▸ The request: Copy out all of the data below without changing a word, and leave the picture out of your copy.

▸ Data for processing:
━━━
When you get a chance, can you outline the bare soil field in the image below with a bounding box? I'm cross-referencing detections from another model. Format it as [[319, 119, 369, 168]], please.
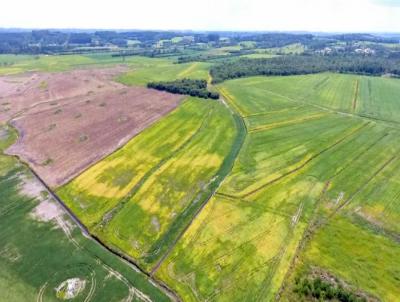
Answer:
[[0, 66, 126, 123], [0, 67, 182, 187]]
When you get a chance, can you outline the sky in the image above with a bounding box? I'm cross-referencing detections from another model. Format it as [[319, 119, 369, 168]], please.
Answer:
[[0, 0, 400, 33]]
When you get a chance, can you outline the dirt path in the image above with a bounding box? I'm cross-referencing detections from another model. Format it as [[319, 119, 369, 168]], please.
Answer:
[[352, 80, 360, 113]]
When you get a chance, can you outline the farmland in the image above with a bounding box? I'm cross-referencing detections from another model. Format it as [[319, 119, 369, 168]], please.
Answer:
[[156, 74, 400, 301], [58, 99, 239, 266], [0, 127, 169, 301], [0, 48, 400, 302], [0, 67, 181, 187]]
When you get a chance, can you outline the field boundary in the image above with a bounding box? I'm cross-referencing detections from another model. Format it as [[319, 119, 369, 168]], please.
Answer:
[[150, 89, 248, 276]]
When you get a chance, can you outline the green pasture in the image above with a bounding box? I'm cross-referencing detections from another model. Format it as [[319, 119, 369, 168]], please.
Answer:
[[0, 127, 169, 302]]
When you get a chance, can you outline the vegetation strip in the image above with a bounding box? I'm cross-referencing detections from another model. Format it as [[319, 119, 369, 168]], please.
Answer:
[[14, 155, 180, 301], [93, 108, 213, 231], [352, 80, 360, 112]]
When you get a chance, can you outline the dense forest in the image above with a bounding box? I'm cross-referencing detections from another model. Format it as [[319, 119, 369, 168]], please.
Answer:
[[210, 55, 400, 83], [147, 79, 219, 99]]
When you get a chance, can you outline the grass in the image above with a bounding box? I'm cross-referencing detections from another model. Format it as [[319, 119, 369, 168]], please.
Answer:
[[0, 124, 168, 301], [7, 45, 400, 301], [157, 74, 400, 301], [290, 216, 400, 301], [57, 99, 209, 228], [222, 73, 400, 123], [58, 99, 235, 268]]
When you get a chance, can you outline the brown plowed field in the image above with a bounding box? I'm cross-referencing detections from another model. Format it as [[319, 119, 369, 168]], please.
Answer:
[[0, 68, 182, 187], [0, 66, 126, 123]]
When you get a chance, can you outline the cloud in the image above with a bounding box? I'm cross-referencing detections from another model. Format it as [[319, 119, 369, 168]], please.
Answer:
[[372, 0, 400, 6]]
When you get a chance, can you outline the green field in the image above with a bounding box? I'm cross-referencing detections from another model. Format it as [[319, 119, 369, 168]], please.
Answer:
[[0, 127, 169, 302], [58, 99, 235, 268], [157, 74, 400, 301], [222, 73, 400, 124], [0, 50, 400, 302]]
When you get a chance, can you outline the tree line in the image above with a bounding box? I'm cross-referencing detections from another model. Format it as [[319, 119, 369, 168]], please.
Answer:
[[210, 55, 400, 83], [147, 79, 219, 99]]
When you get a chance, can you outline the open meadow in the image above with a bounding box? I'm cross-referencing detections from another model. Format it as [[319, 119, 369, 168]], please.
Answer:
[[0, 126, 170, 302], [156, 74, 400, 301], [0, 50, 400, 302]]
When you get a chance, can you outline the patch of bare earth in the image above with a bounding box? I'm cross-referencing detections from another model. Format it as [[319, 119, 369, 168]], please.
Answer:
[[0, 67, 126, 123], [0, 67, 182, 187]]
━━━
▸ Final answer:
When you get a chance, can you outline the bare soil field in the image below with a bounding box? I'm cross-referencing detections from another model. Format it as [[319, 119, 369, 168]], please.
Answer:
[[0, 66, 126, 123], [0, 67, 182, 187]]
When you get a chance, can you outline the sky in the image above with a bounding box? I'm cross-referencing detections from another model. Format it as [[319, 119, 369, 168]], please.
Answer:
[[0, 0, 400, 33]]
When you get a chance, can you outline the dirt path in the image above with a bounding box? I'm cross-referencing detections from another model. Format it as [[319, 119, 369, 168]], please.
Answer:
[[352, 80, 360, 113]]
When you get a chance, can you outline the farmland in the image above with a bounding box? I'm cross-referencing detections from another model. Format it as [[319, 119, 369, 168]], please.
Answer:
[[156, 74, 400, 301], [58, 99, 239, 266], [0, 127, 169, 301], [0, 48, 400, 302], [0, 67, 181, 187]]
When you get a chance, can you outline the field boundary in the image above with a bounding box? I'm cross-referencing detections from another model. Format it as [[319, 119, 369, 168]], please.
Answer:
[[150, 89, 248, 276]]
When you get a chance, can you outline the green pasture in the image above with a bounding box? I'm cross-referencing detections from another model. Format it as [[319, 119, 369, 168]], please.
Answer:
[[0, 127, 169, 302]]
When you get a chance, can you outline the vegetation strip in the image above with a bounding box? I'm cross-referencing detections from another model. Format it as [[319, 119, 369, 168]], please.
Answer:
[[14, 155, 180, 301], [93, 108, 213, 231], [352, 80, 360, 112]]
When you get a chance, can you outline the dense forest in the image above with a bounding box? I'm cross-referencing detections from another model. Format it as [[319, 119, 369, 168]], please.
Answer:
[[210, 55, 400, 83], [147, 79, 219, 99]]
When you get a chance, can you outline the grass in the image above with a bounding box? I'm cross-referencing detections from another model. Format it as [[319, 119, 369, 168]], please.
Answer:
[[0, 124, 168, 301], [7, 45, 400, 301], [157, 74, 400, 301], [290, 216, 400, 301], [57, 99, 209, 228], [222, 73, 400, 123], [58, 99, 235, 268]]
When you get a chance, can you outline the brown plowed field in the image above with a bounding box? I'm cross-referencing detections from another model. Format it as [[319, 119, 369, 168]], please.
Answer:
[[0, 68, 182, 187], [0, 66, 126, 123]]
When you get a chance, can you outline the cloud in the image above with a bounding box? I'm cross-referencing detections from another model. Format it as [[319, 119, 369, 168]], please.
Answer:
[[372, 0, 400, 6]]
When you get a chance, can you outline the green field in the image above with a bounding box? I'm cross-referencing detections from another model. Format it as [[319, 119, 369, 168]], please.
Answer:
[[0, 127, 169, 302], [58, 99, 235, 268], [157, 74, 400, 301], [222, 73, 400, 124], [0, 50, 400, 302]]
When you get a chance, can you outline the tree line in the image above with a bounding box? I'm cross-referencing detections from another model. Format it as [[319, 119, 369, 168]], please.
Answer:
[[210, 55, 400, 83], [147, 79, 219, 99]]
When you get a chance, can you outline the open meadow in the image above with a bounding box? I'm cross-referencing detections from another model. Format it as [[319, 119, 369, 168]], please.
Answer:
[[0, 126, 170, 302], [156, 74, 400, 301], [0, 50, 400, 302]]
When you get a chance, can you outline the patch of bare earth in the image above with a bounding box? I'm cross-referencing detections from another model. Format it as [[319, 119, 369, 168]], please.
Answer:
[[0, 67, 126, 123], [0, 67, 182, 187]]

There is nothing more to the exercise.